-- Your task --
Read the data and repeat it in full, exactly.

-- Listing --
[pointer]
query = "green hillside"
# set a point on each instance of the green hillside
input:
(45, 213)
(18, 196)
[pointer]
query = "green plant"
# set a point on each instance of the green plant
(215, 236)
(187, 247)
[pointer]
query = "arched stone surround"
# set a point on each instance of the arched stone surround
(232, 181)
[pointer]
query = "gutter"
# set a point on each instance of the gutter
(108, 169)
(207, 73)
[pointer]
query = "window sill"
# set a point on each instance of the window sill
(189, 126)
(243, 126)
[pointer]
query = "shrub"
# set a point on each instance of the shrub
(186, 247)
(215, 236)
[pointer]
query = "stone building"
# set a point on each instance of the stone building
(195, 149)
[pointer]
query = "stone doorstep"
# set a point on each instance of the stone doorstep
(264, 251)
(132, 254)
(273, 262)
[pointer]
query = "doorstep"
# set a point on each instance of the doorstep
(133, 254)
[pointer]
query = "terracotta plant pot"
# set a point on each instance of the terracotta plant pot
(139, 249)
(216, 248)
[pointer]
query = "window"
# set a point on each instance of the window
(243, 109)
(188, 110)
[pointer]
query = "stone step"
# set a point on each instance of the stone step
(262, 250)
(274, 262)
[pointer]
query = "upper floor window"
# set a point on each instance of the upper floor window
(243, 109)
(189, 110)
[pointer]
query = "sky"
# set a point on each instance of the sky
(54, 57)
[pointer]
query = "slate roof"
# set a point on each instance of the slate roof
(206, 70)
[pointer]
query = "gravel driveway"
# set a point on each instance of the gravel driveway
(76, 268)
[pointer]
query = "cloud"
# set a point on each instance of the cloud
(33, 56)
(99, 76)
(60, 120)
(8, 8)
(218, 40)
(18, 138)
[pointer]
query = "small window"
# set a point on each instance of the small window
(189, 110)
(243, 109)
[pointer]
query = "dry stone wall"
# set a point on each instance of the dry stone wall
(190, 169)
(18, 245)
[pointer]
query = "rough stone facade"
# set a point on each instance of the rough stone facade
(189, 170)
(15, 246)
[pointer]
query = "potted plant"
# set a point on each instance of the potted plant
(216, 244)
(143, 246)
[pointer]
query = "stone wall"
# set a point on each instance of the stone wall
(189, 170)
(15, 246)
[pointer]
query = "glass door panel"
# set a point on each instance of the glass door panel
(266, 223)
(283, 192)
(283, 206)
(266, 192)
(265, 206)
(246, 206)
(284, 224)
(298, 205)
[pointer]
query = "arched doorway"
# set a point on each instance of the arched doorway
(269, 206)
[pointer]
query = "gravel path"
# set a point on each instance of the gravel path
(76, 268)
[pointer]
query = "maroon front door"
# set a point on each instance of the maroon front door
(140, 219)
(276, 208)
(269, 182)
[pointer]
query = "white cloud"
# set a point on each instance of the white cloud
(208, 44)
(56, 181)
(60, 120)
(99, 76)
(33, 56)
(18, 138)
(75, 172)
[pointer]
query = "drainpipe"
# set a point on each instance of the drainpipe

-- Worked solution --
[pointer]
query = "green hillside"
# set a point on each instance of the green hillside
input:
(45, 213)
(18, 196)
[pointer]
query = "green plant"
# set a point on each instance of the green plant
(215, 236)
(187, 247)
[pointer]
query = "arched stone surround"
# set a point on each instance of the arched stone surround
(232, 181)
[pointer]
query = "gutter"
# set a point on each instance of the gutter
(108, 169)
(207, 73)
[pointer]
query = "window sill"
# set a point on each instance of the window sill
(189, 126)
(243, 126)
[pointer]
query = "shrub"
# set a point on each instance of the shrub
(186, 247)
(215, 236)
[pointer]
query = "stone building"
# set a point on each instance of the stone building
(195, 149)
[pointer]
query = "stone doorstep"
# set a point on each instance of the stone doorstep
(264, 251)
(132, 254)
(273, 262)
[pointer]
query = "doorstep"
# set a point on each instance of the doorstep
(133, 254)
[pointer]
query = "terracotta plant pot"
# set a point on each instance of the terracotta plant pot
(139, 249)
(216, 248)
[pointer]
query = "window"
# set a point on each instance of the window
(243, 109)
(188, 110)
[pointer]
query = "stone step"
# set a point on each instance of the stone step
(262, 250)
(274, 262)
[pointer]
query = "upper floor window"
# set a point on each instance of the upper floor window
(243, 109)
(189, 110)
[pointer]
query = "sky"
# set a point on each instance of the sky
(54, 57)
[pointer]
query = "slate roof"
# set a point on each instance of the slate roof
(206, 70)
[pointer]
query = "gravel driveway"
# set a point on each instance of the gravel driveway
(76, 268)
[pointer]
query = "cloud"
# set a point on each instance of the cloud
(33, 56)
(99, 76)
(60, 120)
(8, 8)
(218, 40)
(18, 138)
[pointer]
query = "small window"
# set a point on each instance of the small window
(189, 110)
(243, 109)
[pointer]
query = "dry stone wall"
# set a point on each instance of the dry stone wall
(190, 169)
(18, 245)
[pointer]
query = "rough stone facade"
# set a point on each instance of the rough stone facade
(189, 170)
(15, 246)
[pointer]
query = "potted plant"
# set a point on each instance of the potted plant
(216, 244)
(143, 246)
[pointer]
query = "stone wall"
# set a point on each instance of the stone wall
(189, 170)
(15, 246)
[pointer]
query = "glass door panel"
# set a point on each instance of the glass door panel
(266, 223)
(283, 192)
(283, 206)
(266, 192)
(265, 206)
(246, 206)
(284, 224)
(298, 205)
[pointer]
query = "arched doorway"
# set a point on each instance of the arched doorway
(269, 206)
[pointer]
query = "gravel path"
# set a point on each instance of the gravel path
(76, 268)
[pointer]
query = "maroon front door"
# set a point on each instance of the maroon front door
(140, 219)
(276, 208)
(269, 182)
[pointer]
query = "white cloud"
# set a point on each instance of the white cloud
(208, 44)
(56, 181)
(60, 120)
(99, 76)
(33, 56)
(18, 138)
(75, 172)
[pointer]
query = "drainpipe"
# set a point on each instance of the drainpipe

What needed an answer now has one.